- _Task objective_
Write out every record below exactly, leaving the pictures out.

Referring expression data
****

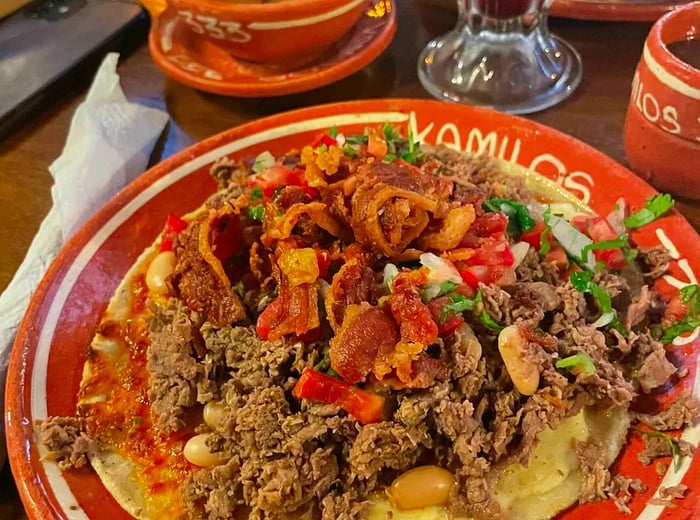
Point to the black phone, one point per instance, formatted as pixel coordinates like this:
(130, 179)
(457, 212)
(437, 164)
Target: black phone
(47, 39)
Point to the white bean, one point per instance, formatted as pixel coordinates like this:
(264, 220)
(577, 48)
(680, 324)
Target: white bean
(423, 486)
(213, 413)
(162, 266)
(524, 373)
(198, 453)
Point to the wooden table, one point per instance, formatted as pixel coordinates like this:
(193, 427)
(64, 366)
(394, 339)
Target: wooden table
(594, 114)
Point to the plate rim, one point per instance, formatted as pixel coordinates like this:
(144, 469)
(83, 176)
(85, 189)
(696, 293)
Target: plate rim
(19, 432)
(326, 75)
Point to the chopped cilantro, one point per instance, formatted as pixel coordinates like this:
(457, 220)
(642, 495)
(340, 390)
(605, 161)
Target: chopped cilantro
(690, 296)
(621, 242)
(654, 207)
(583, 282)
(256, 193)
(672, 444)
(519, 219)
(390, 133)
(447, 287)
(256, 212)
(545, 240)
(458, 304)
(325, 366)
(580, 363)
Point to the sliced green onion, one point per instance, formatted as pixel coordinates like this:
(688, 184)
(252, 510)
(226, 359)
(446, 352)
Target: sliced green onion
(580, 363)
(256, 212)
(654, 207)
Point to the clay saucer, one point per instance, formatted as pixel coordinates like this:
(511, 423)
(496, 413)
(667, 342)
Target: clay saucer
(204, 66)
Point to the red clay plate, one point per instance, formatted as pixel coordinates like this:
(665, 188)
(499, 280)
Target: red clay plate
(49, 352)
(204, 66)
(614, 10)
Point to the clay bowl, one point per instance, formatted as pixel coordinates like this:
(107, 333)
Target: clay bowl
(286, 34)
(662, 127)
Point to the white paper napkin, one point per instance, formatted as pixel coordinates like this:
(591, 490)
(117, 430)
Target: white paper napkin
(108, 144)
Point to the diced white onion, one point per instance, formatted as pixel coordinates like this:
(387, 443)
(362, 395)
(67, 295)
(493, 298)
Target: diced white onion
(571, 239)
(439, 270)
(263, 161)
(519, 252)
(616, 218)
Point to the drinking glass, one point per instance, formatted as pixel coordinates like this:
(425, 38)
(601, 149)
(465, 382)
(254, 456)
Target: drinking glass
(501, 55)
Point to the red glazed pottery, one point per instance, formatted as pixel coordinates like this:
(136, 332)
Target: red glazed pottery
(49, 353)
(288, 33)
(662, 127)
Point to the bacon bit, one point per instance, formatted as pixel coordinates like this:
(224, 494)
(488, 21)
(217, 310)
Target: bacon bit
(366, 331)
(315, 386)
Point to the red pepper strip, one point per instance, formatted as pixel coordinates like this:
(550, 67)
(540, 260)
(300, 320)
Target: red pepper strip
(323, 258)
(173, 226)
(317, 386)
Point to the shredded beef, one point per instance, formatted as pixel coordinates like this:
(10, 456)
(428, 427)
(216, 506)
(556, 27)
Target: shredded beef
(655, 371)
(681, 412)
(66, 442)
(172, 369)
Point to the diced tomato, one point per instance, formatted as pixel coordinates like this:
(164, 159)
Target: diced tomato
(376, 145)
(534, 236)
(489, 224)
(269, 318)
(323, 258)
(492, 252)
(324, 139)
(227, 240)
(557, 256)
(364, 406)
(173, 226)
(600, 230)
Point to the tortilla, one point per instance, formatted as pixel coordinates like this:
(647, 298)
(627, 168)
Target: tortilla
(145, 480)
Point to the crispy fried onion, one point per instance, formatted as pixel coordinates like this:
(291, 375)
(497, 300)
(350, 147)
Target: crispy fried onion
(204, 243)
(352, 284)
(387, 219)
(295, 311)
(320, 163)
(280, 227)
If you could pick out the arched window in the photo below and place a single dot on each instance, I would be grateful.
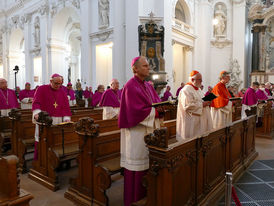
(179, 12)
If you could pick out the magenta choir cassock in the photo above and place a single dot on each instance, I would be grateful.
(136, 119)
(54, 102)
(8, 101)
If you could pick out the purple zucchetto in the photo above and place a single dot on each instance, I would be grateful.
(134, 60)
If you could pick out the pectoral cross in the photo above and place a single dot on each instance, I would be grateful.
(55, 104)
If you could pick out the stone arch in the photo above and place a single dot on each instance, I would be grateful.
(64, 34)
(269, 15)
(182, 11)
(16, 57)
(220, 8)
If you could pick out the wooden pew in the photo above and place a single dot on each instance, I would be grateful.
(99, 159)
(236, 109)
(193, 172)
(10, 192)
(266, 130)
(58, 144)
(22, 135)
(5, 133)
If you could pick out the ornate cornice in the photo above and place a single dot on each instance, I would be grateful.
(86, 126)
(220, 43)
(101, 35)
(171, 164)
(36, 51)
(158, 138)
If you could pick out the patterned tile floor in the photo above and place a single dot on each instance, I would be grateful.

****

- _Output below_
Point to the black phone, one point per instance, formatted as pixel coordinates like this:
(130, 179)
(457, 212)
(437, 164)
Target: black phone
(47, 39)
Point to the white bean, one point per instance, formatted as pixel coordinates like this:
(264, 220)
(577, 48)
(680, 324)
Target: white bean
(423, 486)
(213, 413)
(162, 266)
(524, 373)
(198, 453)
Point to the wooden table, one point per instance, formatted as pixel coordinates like this:
(193, 427)
(64, 366)
(394, 339)
Target: wooden table
(594, 114)
Point to the plate rim, one point per instance, formatted as pixel coordinates like this:
(144, 469)
(83, 176)
(85, 189)
(696, 293)
Target: plate rim
(19, 432)
(326, 75)
Point to the chopped cilantro, one point per instance, formatted as pixel coordinates like this:
(457, 220)
(642, 495)
(340, 390)
(605, 161)
Target: chopped cilantro
(690, 296)
(621, 242)
(654, 207)
(583, 282)
(256, 193)
(672, 444)
(519, 219)
(390, 133)
(447, 287)
(256, 212)
(545, 240)
(458, 304)
(325, 366)
(580, 363)
Point to the sliced green onion, one point per instance, formatted as pixel coordinates like this:
(688, 184)
(252, 510)
(226, 359)
(446, 352)
Target: sliced green onion
(580, 363)
(256, 212)
(654, 207)
Point to the clay saucer, one point per instance, formatted as pixel coordinates like this:
(511, 423)
(496, 413)
(667, 342)
Target: clay saucer
(204, 66)
Point to the red clay plate, one point per instance, formatted as pixel coordinates like this:
(665, 188)
(499, 280)
Target: red clay plate
(49, 352)
(204, 66)
(614, 10)
Point to the clay bowl, one point per instance, formatted as pixel coordinates like this:
(107, 333)
Target: clay bowl
(286, 34)
(662, 127)
Point to the white paper napkin, one point per instance, formatted as pixel coordinates like this:
(591, 490)
(117, 430)
Target: white paper napkin
(108, 144)
Point to the diced white onion, one point per instance, formatted as pixel coordinates like this:
(387, 443)
(362, 395)
(67, 295)
(493, 298)
Target: diced white onion
(571, 239)
(439, 270)
(263, 161)
(519, 252)
(616, 218)
Point to the drinking glass, one point per instance, formatted as pixel coordinates like this:
(425, 38)
(601, 149)
(465, 382)
(254, 456)
Target: drinking glass
(501, 55)
Point to the red glazed pottery, one point per instance, formatted as pixel coordinates like this:
(136, 332)
Target: red glazed pottery
(49, 353)
(288, 33)
(662, 127)
Point to the bacon bit, one point per instance, formatted as pixel coordinates like this:
(224, 494)
(488, 21)
(217, 310)
Target: bacon bit
(366, 331)
(315, 386)
Point to the red pepper strip, one point per instance, formatted as pixel coordinates like this:
(550, 67)
(540, 260)
(300, 320)
Target: red pepper strip
(323, 258)
(173, 226)
(317, 386)
Point to the shredded beef, one point per instance, formatted as pixel coordinates like this:
(10, 456)
(428, 427)
(216, 506)
(556, 27)
Target: shredded beef
(655, 371)
(681, 412)
(66, 442)
(172, 369)
Point to the diced tomato, one point per instance, formatted as pixel coordinates like this:
(164, 159)
Target: diced tomato
(376, 145)
(534, 236)
(489, 224)
(269, 318)
(323, 258)
(492, 252)
(324, 139)
(227, 240)
(557, 256)
(364, 406)
(173, 226)
(600, 230)
Point to the tortilla, one point per instance, formatted as pixel coordinates like this:
(647, 298)
(627, 168)
Target: tortilla
(145, 480)
Point to the crispy fried onion, one point per instance, formatted as pixel coordinates like this:
(291, 375)
(497, 300)
(350, 147)
Target: crispy fried onion
(204, 243)
(352, 284)
(387, 219)
(295, 311)
(320, 163)
(280, 227)
If you could pick out the arched window in the photo below and place a single dot on each instance, I would be grateful.
(179, 12)
If you could pick out the magenta choir cassock in the photo above and place a single dot on each instance, I would be grateful.
(136, 119)
(54, 102)
(8, 101)
If you could pick out the purple zucchetto in the photo above and place a single dot on each instance, I would be grateful.
(134, 60)
If you could pick out the pectoral cross in the photo above and place a single dot on each instance, I would be grateful.
(55, 104)
If you could pick out the stone arch in the photo above and place a single dot on each instance, I would be grateful.
(64, 34)
(269, 15)
(182, 11)
(16, 57)
(220, 8)
If you could pick out the wooden pew in the photo above and place a single dot on each instance, I would be grateful.
(99, 159)
(236, 109)
(193, 172)
(10, 192)
(266, 130)
(58, 144)
(22, 135)
(5, 133)
If you could pick out the ornate cornice in the photo above and place a single dot on each instance, I would be grateful.
(86, 126)
(220, 43)
(101, 35)
(171, 164)
(36, 51)
(158, 138)
If you could pick out the patterned tile floor in the photo above and place a single dot on each instance, I would be grateful.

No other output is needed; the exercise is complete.